Texte fourni:

L’étude de la structure virale a permis de mieux comprendre les virus. Cette partie du site explique comment ces particules sont constituées et quels sont les différents types de particules répertoriées. Des exemples de virus sont présentés sous forme de micrographies électroniques et de schémas.
L’étude de la structure virale a permis de mieux comprendre les virus et leur fonctionnement. Ainsi, en connaissant la manière dont le virion est construit, on comprend mieux plusieurs étapes essentielles du cycle viral, comme l’attachement, la pénétration, la décapsidation, ou encore l’assemblage et la sortie du virus. Outre les fonctions liées à l’attachement, la pénétration ou la sortie du virus, la capside virale assure sans doute une fonction de protection du virus, notamment dans le cas de virus transmis sous forme d’aérosols (virus de la grippe) ou de manière mécanique aux plantes (virus de la mosaïque du tabac). Ces dernières années, on s’est aussi aperçu que la capside pouvait être une structure dynamique.
La connaissance précise de la structure virale suscite un intérêt majeur dans le cadre de la recherche de vaccins ou encore dans le domaine des nanotechnologies : quoi de plus fascinant que la capacité du virus à encapsider de manière spécifique une molécule d’acide nucléique, dans l’environnement complexe d’une cellule !
Ces questions ont d’ailleurs passionné des chercheurs comme Crick et Watson ou Klug, qui à l’aide de techniques comme la diffraction des rayons X ou la microscopie électronique, sont parvenus à décrypter l’architecture de nombreux virus connus et la manière dont ceux-ci s’assemblent.
Dès les années quarante, la microscopie électronique à transmission a permis de voir l’invisible, de mettre une image sur les virus. Très vite, on a distingué les virus sur base de leur morphologie : virus allongés (particules en bâtonnets ou particules de type flexueux) ou virus sphériques. Les travaux de cristallographie associés à l’étude de la structure de macromolécules par diffraction des rayon X (comme par exemple l’élucidation de la structure de l’ADN par Crick et Watson) ont permis de réaliser des progrès considérables dans notre connaissance de la structure virale.
Fraenkel et Conrad (1956) publient ainsi un travail dans Scientific American : « Rebuilding a virus ». Ils montrent aussi l’infectiosité du seul acide ribonucléique viral, sans la protéine capsidiale et ouvrent la voie à la réversibilité, la possibilité de reconstituer des virions infectieux au départ des protéines et des acides nucléiques viraux préalablement purifiés. Ceci va permettre d’étudier les mécanismes d’assemblage de la capside.

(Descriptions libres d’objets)

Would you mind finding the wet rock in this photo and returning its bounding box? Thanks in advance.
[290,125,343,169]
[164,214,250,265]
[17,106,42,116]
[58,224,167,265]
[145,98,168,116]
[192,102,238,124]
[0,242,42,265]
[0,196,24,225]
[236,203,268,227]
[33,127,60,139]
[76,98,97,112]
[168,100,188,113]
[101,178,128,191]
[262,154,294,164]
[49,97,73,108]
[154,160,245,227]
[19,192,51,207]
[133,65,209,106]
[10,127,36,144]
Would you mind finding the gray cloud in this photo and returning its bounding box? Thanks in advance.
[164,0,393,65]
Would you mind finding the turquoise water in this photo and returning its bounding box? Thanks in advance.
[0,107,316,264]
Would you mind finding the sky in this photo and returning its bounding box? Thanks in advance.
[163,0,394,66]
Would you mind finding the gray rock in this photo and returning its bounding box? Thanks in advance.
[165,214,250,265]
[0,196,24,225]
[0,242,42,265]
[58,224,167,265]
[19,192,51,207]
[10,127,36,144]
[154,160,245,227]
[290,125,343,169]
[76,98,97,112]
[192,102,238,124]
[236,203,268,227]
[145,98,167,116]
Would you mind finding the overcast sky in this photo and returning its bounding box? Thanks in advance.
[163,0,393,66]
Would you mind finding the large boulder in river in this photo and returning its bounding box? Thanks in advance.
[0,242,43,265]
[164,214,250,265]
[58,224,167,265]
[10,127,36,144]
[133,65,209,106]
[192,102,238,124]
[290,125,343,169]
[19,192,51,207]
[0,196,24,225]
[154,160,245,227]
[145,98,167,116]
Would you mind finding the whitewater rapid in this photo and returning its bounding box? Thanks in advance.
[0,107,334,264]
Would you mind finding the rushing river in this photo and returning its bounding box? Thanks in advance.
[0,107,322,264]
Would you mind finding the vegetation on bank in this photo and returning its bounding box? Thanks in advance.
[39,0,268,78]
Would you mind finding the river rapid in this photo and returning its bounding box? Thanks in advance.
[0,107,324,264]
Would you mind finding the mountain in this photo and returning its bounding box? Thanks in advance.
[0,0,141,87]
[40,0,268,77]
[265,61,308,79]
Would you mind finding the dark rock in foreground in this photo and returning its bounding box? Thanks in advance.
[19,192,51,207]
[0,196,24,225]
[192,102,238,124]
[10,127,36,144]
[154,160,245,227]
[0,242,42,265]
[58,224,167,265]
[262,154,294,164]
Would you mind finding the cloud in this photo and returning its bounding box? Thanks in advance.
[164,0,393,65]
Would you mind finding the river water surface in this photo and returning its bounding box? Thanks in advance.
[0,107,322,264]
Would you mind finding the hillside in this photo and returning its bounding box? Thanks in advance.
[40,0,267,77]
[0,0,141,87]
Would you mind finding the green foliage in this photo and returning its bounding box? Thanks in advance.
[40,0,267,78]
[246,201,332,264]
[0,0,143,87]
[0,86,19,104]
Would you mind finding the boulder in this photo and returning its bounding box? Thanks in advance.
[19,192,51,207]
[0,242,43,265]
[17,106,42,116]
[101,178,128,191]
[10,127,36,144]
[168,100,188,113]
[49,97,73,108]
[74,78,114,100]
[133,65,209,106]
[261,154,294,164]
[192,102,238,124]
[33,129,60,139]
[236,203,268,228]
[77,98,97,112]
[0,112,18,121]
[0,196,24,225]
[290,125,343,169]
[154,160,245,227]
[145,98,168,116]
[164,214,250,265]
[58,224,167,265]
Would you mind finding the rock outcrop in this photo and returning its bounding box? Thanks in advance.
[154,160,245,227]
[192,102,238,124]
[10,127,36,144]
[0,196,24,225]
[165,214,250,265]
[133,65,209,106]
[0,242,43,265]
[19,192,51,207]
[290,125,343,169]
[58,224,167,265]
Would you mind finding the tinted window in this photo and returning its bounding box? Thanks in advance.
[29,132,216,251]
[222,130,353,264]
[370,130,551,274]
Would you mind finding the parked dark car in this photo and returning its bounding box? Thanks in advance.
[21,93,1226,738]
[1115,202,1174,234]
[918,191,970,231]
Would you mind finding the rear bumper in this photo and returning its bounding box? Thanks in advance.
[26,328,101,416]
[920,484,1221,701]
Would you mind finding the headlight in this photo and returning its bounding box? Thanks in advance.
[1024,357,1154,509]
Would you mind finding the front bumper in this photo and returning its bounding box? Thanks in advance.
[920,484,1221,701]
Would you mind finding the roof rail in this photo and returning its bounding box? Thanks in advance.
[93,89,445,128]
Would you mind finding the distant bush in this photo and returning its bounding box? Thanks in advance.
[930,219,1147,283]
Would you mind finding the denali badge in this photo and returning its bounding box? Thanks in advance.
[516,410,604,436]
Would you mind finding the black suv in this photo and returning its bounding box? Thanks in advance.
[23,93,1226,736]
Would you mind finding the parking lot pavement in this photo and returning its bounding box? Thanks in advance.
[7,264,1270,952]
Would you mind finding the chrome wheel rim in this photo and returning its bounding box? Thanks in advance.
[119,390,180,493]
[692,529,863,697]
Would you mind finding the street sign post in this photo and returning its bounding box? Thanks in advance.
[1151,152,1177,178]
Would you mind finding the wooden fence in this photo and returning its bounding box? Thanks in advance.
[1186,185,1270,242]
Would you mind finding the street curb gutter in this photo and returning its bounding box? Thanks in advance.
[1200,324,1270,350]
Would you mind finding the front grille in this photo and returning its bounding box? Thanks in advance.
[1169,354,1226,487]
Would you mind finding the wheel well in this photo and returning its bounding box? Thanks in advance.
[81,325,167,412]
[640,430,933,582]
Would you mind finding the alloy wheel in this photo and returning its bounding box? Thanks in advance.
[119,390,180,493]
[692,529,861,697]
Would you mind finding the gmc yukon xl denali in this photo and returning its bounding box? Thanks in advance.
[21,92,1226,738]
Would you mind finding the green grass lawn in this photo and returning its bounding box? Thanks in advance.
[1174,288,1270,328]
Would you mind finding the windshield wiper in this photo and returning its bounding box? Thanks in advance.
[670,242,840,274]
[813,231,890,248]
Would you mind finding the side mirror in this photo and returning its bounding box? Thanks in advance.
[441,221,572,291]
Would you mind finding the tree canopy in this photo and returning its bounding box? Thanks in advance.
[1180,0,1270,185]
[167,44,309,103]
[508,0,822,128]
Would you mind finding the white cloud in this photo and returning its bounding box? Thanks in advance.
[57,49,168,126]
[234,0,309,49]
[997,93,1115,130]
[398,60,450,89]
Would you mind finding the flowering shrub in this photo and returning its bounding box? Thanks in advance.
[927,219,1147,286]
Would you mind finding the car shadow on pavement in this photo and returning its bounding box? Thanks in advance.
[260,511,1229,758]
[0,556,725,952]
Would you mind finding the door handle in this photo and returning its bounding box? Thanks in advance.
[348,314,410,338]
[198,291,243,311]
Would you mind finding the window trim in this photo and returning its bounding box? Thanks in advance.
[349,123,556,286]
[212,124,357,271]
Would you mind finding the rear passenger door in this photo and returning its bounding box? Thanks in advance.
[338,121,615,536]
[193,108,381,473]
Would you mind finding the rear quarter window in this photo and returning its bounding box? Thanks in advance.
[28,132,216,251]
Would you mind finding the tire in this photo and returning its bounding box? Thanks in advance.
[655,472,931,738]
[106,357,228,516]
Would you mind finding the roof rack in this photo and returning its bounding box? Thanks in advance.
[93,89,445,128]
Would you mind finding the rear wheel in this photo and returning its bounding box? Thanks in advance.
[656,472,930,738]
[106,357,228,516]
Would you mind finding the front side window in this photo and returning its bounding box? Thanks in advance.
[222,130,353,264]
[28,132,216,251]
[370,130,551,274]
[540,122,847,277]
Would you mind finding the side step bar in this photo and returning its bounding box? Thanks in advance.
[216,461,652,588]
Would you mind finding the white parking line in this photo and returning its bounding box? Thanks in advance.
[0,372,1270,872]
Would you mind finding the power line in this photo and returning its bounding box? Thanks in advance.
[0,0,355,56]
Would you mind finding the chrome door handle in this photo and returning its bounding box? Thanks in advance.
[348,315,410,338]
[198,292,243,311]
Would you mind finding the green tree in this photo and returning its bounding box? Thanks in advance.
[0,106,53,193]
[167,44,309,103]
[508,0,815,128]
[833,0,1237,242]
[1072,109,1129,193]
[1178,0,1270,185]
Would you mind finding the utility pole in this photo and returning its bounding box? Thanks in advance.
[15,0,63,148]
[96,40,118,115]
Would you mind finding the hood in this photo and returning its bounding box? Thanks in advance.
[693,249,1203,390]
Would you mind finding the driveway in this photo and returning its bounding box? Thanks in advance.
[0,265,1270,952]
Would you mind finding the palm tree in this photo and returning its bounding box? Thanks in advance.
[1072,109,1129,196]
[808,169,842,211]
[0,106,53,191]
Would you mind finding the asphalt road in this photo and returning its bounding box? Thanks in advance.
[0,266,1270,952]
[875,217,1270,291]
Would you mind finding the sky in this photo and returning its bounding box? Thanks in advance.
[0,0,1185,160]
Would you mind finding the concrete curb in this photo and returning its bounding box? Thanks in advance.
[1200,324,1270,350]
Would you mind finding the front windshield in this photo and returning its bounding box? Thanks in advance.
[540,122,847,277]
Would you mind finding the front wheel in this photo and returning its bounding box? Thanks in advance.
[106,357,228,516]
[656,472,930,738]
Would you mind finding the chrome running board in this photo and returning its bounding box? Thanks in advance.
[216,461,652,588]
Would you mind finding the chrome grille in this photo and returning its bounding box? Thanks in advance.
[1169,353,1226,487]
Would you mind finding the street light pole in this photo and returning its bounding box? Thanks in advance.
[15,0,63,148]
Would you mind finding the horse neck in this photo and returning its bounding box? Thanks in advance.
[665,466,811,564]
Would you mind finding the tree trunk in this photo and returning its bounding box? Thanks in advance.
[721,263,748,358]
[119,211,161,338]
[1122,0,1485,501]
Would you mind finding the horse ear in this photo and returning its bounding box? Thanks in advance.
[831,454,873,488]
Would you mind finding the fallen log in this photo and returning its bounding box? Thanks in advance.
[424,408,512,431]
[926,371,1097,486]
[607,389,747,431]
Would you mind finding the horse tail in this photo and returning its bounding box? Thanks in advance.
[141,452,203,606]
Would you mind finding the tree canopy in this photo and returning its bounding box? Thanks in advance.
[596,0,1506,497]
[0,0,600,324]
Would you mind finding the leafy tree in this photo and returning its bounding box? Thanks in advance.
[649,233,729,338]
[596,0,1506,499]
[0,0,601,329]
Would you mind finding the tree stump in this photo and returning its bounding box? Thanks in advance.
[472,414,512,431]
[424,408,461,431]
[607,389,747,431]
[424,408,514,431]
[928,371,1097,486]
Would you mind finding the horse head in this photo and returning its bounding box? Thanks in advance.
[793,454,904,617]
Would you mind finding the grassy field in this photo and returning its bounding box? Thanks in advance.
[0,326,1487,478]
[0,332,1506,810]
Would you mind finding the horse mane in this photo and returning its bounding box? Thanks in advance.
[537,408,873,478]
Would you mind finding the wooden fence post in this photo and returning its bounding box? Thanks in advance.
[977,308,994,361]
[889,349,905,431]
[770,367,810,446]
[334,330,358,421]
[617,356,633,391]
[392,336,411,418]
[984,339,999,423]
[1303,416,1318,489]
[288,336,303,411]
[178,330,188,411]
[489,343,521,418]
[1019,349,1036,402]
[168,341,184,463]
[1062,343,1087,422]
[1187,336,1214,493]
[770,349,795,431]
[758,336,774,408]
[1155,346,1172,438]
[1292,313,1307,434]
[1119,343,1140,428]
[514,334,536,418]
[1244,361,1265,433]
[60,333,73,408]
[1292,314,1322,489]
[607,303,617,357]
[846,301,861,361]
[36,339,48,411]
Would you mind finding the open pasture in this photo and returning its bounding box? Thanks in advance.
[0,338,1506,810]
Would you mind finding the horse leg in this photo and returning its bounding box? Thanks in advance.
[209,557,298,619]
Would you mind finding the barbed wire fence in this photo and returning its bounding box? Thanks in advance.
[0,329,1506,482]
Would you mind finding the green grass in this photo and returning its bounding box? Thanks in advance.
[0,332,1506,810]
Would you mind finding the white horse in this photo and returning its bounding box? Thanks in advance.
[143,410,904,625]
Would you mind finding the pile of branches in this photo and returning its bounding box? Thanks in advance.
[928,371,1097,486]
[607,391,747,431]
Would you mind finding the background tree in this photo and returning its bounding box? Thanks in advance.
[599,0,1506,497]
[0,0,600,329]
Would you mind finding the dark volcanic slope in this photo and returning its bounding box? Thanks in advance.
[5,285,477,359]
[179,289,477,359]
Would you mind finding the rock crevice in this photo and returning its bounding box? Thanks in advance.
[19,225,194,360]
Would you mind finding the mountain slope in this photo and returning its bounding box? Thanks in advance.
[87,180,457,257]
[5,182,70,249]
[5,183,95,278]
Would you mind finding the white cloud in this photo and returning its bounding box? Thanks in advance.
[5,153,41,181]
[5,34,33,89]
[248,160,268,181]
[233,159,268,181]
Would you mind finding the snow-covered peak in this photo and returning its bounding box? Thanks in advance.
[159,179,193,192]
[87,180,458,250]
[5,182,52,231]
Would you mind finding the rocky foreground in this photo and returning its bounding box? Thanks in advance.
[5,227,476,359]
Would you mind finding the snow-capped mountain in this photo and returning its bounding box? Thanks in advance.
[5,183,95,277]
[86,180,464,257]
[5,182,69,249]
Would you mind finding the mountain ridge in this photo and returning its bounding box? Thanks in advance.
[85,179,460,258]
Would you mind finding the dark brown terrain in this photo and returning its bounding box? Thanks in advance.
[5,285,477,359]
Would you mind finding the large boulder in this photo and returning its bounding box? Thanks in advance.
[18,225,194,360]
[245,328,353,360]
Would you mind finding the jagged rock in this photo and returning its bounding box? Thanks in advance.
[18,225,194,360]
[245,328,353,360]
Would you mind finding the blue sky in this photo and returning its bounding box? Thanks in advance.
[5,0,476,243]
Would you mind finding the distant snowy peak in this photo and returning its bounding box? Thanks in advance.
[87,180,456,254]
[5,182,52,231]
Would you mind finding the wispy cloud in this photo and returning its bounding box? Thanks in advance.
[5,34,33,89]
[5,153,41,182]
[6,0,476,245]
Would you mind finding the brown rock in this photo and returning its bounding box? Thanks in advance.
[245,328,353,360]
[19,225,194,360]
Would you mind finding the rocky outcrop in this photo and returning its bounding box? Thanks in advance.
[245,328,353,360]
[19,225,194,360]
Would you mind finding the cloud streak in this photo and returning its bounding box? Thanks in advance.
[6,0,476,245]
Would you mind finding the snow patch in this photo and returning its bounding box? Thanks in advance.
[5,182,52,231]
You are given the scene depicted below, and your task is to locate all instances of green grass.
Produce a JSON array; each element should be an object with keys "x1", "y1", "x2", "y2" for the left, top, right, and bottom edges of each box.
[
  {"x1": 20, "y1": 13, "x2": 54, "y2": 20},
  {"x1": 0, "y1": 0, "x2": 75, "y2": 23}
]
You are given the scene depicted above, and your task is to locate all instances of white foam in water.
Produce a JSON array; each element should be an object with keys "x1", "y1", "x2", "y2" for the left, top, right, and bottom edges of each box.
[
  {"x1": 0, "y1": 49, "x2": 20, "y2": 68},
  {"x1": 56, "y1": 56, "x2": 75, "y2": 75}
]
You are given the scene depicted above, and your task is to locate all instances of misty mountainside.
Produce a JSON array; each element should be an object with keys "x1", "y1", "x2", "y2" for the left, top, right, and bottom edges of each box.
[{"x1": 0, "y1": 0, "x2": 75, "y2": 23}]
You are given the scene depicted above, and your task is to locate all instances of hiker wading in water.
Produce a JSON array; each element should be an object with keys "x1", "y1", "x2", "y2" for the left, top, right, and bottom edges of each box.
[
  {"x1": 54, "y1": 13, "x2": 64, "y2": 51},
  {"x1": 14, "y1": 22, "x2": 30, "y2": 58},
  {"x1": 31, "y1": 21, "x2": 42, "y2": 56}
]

Tâches à réaliser:
1 – Dites si chacune des affirmations suivantes est conforme au texte sur la structure virale. Pour chacune, répondez par oui ou par non et citez mot pour mot les termes du texte qui tranchent. (a) La microscopie électronique à transmission a permis de voir les virus dès les années quarante. (b) Fraenkel et Conrad ont publié leur travail de 1956 dans la revue Nature. (c) La capside est présentée comme une structure qui ne peut être que statique.
2 – Extrayez du texte sur la structure virale le passage qui commence par « Ces questions ont » et se termine par « la structure virale. », sans y changer un mot.
3 – Poursuivez le texte sur la structure virale à la suite de sa dernière phrase.

Réponses par tâche:
1 –
(a) Oui : « Dès les années quarante, la microscopie électronique à transmission a permis de voir l’invisible, de mettre une image sur les virus. »
(b) Non : « Fraenkel et Conrad (1956) publient ainsi un travail dans Scientific American »
(c) Non : « on s’est aussi aperçu que la capside pouvait être une structure dynamique »

2 –
Ces questions ont d’ailleurs passionné des chercheurs comme Crick et Watson ou Klug, qui à l’aide de techniques comme la diffraction des rayons X ou la microscopie électronique, sont parvenus à décrypter l’architecture de nombreux virus connus et la manière dont ceux-ci s’assemblent.
Dès les années quarante, la microscopie électronique à transmission a permis de voir l’invisible, de mettre une image sur les virus. Très vite, on a distingué les virus sur base de leur morphologie : virus allongés (particules en bâtonnets ou particules de type flexueux) ou virus sphériques. Les travaux de cristallographie associés à l’étude de la structure de macromolécules par diffraction des rayon X (comme par exemple l’élucidation de la structure de l’ADN par Crick et Watson) ont permis de réaliser des progrès considérables dans notre connaissance de la structure virale.

3 –
L’hypothèse que la capside virale est constituée d’une même sous-unité de nature protéique, répétée un très grand nombre de fois, émerge très rapidement. Le génome extrêmement compact de nombre de virus est en effet incapable de coder pour un nombre suffisant de protéines. Néanmoins, une telle répétition implique aussi une symétrie importante dans la structure. La symétrie hélicoïdale du TMV est démontrée par Watson en 1954. Le Tomato bushy stunt virus (TBSV) un petit virus sphérique de 30 nm de diamètre, peut cristalliser dans un réseau cubique centré dont le côté du cube est de 383 Angström. Crick et Watson (1956) en déduisirent que le virus devait posséder une partie des symétries présentée par le cristal, notamment des symétries d’ordre deux et trois. Caspar montre la même année une symétrie icosaédrique (polygone régulier comportant 20 faces identiques) pour le TBSV, avec des axes de symétrie d’ordre 2, 3 et 5.
D'une manière systématique, le virus est composé d’un génome et d’une capside, une coque qui entoure l’acide nucléique viral. Cette capside est constituée par l’assemblage de sous-unités protéiques répétitives parfois appelées capsomères. L’ensemble formé par la capside et l’acide nucléique viral est appelé nucléocapside.
La microscopie électronique a permis la mise en évidence de deux grands types de structures capsidiales : des particules allongées (structure hélicoïcale) et des particules sphériques (structure icosaèdrique).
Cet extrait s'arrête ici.